- [Task details] From the records below, please repeat exactly the line that has "column 203, row 47", the line that has "column 338, row 39", and every line between them, and nothing else.

Start of Listed entries

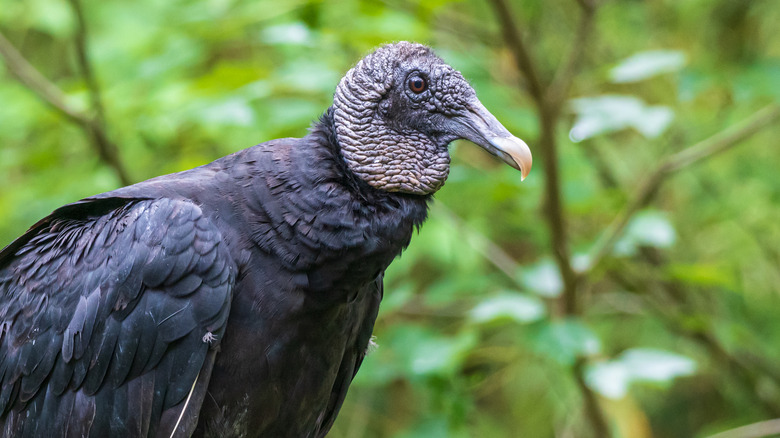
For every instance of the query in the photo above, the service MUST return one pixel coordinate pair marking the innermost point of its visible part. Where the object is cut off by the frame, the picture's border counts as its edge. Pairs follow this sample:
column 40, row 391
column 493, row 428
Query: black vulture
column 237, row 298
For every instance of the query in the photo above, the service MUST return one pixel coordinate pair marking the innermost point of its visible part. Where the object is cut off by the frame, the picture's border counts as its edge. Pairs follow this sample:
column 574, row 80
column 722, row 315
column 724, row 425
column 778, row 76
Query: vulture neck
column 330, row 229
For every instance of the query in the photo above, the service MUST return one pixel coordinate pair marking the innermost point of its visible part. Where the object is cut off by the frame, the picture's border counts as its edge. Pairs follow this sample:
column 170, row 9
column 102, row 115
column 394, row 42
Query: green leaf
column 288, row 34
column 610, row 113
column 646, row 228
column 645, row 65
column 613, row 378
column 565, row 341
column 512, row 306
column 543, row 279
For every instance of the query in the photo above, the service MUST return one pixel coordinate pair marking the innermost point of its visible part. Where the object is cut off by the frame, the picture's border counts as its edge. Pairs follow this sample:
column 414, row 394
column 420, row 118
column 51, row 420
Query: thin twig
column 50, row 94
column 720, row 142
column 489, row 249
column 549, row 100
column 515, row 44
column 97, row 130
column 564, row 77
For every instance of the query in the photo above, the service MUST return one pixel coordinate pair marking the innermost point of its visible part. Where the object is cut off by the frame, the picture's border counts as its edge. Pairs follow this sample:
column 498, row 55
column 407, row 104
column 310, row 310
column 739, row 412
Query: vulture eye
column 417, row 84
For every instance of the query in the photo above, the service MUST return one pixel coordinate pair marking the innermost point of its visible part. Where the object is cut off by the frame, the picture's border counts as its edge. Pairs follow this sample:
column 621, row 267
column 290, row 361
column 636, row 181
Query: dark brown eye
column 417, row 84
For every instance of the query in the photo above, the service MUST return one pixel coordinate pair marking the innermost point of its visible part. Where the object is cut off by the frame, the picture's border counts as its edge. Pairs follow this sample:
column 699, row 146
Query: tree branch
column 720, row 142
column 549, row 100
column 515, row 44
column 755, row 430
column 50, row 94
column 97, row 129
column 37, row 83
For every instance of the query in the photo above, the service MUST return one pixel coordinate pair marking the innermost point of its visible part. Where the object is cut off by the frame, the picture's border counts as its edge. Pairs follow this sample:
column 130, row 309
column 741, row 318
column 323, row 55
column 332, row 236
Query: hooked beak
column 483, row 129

End of Listed entries
Start of Listed entries

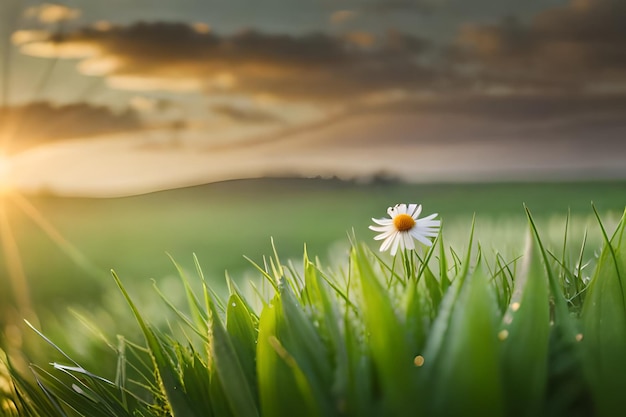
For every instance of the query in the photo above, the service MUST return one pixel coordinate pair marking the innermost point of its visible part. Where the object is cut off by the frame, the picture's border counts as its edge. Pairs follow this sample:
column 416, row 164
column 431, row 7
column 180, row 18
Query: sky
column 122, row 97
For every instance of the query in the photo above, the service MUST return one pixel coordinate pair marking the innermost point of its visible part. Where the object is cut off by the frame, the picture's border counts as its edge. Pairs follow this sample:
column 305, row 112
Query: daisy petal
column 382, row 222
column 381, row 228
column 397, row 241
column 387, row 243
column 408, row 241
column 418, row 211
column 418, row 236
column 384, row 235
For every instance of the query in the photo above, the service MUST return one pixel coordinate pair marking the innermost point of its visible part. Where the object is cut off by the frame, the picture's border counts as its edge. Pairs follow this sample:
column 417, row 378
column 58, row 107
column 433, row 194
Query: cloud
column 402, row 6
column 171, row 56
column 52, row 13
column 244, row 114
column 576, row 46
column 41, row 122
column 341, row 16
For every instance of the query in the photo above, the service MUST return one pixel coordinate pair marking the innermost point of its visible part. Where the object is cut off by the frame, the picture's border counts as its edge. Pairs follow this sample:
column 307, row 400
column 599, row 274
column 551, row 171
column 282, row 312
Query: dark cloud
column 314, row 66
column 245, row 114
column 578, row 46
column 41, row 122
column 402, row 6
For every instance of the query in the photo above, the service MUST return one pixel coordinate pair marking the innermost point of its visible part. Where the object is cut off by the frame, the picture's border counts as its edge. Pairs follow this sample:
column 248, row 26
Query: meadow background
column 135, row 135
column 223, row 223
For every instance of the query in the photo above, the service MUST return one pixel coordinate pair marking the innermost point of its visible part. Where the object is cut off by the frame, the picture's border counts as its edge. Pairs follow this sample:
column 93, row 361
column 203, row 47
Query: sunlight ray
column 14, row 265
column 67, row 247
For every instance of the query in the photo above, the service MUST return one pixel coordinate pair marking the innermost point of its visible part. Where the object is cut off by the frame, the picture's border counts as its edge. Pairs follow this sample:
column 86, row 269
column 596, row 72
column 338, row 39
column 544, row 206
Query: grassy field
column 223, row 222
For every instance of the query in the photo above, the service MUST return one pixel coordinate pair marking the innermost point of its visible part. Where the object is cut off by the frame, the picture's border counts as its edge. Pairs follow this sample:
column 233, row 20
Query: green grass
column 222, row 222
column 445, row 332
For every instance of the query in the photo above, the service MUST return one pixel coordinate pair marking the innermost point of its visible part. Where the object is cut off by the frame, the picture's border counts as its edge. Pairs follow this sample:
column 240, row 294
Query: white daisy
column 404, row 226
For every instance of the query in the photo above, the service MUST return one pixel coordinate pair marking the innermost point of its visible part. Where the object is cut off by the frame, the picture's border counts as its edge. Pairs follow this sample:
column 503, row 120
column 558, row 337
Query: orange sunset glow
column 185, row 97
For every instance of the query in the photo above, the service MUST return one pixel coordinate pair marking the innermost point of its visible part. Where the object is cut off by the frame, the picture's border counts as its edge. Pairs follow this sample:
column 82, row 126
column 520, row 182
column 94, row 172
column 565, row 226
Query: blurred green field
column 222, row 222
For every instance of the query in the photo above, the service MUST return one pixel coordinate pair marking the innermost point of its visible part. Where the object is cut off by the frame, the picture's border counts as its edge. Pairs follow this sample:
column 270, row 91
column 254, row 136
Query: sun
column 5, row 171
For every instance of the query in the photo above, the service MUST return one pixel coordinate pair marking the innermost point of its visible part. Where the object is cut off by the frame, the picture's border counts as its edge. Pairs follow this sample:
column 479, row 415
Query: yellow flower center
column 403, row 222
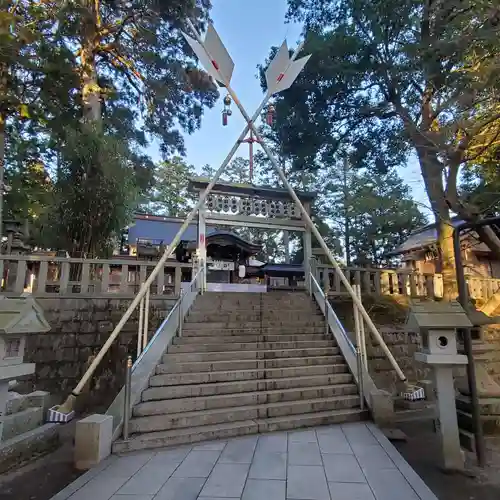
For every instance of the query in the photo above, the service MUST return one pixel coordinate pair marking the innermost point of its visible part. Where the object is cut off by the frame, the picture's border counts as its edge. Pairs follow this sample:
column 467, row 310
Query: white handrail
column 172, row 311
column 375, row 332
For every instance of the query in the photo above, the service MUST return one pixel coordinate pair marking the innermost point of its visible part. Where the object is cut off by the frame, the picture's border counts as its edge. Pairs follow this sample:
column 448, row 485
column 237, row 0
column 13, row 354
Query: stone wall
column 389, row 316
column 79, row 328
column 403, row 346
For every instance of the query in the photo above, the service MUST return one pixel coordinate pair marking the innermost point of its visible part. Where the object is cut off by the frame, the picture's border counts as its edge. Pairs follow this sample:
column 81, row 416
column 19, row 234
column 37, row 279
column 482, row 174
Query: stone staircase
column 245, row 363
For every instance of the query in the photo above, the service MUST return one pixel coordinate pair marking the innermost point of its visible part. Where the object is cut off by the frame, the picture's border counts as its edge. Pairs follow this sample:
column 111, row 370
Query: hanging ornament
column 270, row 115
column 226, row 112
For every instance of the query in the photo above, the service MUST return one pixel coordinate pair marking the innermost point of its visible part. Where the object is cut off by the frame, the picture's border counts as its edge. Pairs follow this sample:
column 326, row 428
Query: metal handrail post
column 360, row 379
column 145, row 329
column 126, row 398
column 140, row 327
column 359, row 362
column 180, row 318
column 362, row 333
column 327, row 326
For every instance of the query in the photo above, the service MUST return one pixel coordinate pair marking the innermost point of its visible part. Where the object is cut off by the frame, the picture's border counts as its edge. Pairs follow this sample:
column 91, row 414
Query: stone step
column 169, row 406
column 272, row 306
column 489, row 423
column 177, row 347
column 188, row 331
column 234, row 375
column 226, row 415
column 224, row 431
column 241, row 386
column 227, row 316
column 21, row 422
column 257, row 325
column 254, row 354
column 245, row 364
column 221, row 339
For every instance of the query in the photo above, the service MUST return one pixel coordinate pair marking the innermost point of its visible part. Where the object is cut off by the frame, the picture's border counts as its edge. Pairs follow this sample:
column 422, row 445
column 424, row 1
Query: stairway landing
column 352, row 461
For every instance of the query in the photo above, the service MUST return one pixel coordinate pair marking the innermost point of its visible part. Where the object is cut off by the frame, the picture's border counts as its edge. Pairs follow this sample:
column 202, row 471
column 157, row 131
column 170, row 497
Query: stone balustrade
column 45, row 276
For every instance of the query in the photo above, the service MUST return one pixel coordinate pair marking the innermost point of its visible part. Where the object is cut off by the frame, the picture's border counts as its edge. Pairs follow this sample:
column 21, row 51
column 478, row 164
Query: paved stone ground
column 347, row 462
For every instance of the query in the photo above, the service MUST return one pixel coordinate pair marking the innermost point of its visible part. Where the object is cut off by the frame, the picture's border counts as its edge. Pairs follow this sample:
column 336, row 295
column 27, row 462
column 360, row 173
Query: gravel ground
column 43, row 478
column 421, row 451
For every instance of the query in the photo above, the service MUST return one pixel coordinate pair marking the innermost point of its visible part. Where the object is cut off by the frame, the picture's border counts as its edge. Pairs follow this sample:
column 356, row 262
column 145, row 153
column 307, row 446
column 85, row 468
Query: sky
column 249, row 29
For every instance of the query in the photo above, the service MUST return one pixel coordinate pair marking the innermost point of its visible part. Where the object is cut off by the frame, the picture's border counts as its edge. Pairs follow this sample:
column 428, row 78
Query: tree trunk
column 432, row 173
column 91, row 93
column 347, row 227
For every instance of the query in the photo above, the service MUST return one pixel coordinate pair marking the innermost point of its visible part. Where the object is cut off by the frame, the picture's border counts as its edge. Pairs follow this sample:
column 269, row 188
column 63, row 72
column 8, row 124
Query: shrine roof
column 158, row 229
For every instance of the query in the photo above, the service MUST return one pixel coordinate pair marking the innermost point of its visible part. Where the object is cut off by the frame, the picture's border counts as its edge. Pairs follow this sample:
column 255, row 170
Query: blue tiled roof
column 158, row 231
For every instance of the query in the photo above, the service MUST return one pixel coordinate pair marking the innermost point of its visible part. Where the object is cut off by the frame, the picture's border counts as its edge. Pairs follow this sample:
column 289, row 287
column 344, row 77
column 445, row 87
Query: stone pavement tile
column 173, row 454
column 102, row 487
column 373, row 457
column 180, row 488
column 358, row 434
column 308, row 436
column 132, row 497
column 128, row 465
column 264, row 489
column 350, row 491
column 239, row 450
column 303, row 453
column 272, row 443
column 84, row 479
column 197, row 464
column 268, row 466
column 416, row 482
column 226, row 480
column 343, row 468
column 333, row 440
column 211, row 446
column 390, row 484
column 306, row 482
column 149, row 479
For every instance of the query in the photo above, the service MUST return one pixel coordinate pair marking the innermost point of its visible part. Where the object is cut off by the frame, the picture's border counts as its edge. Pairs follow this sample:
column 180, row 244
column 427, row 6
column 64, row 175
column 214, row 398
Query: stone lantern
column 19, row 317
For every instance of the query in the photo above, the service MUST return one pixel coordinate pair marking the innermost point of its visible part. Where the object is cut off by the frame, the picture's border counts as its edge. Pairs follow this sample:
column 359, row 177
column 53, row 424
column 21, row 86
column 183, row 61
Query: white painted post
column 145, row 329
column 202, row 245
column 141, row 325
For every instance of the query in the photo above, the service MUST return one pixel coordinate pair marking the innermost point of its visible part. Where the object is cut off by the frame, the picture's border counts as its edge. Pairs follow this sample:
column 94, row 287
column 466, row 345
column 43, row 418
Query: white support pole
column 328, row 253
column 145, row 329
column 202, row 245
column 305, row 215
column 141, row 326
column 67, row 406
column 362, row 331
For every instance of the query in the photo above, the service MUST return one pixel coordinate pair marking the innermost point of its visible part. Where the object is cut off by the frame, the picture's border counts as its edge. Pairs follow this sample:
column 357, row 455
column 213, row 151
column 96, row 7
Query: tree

End of Listed entries

- [Reply to the task]
column 203, row 47
Query: sunlight ray
column 14, row 265
column 67, row 247
For every instance of the query in the photo above, the service MUST return one pixel coordinate pair marking the innermost point of its visible part. Where the object is cut off by the frame, the picture's border counts as its edge. Pairs follow this sample:
column 86, row 269
column 596, row 72
column 338, row 39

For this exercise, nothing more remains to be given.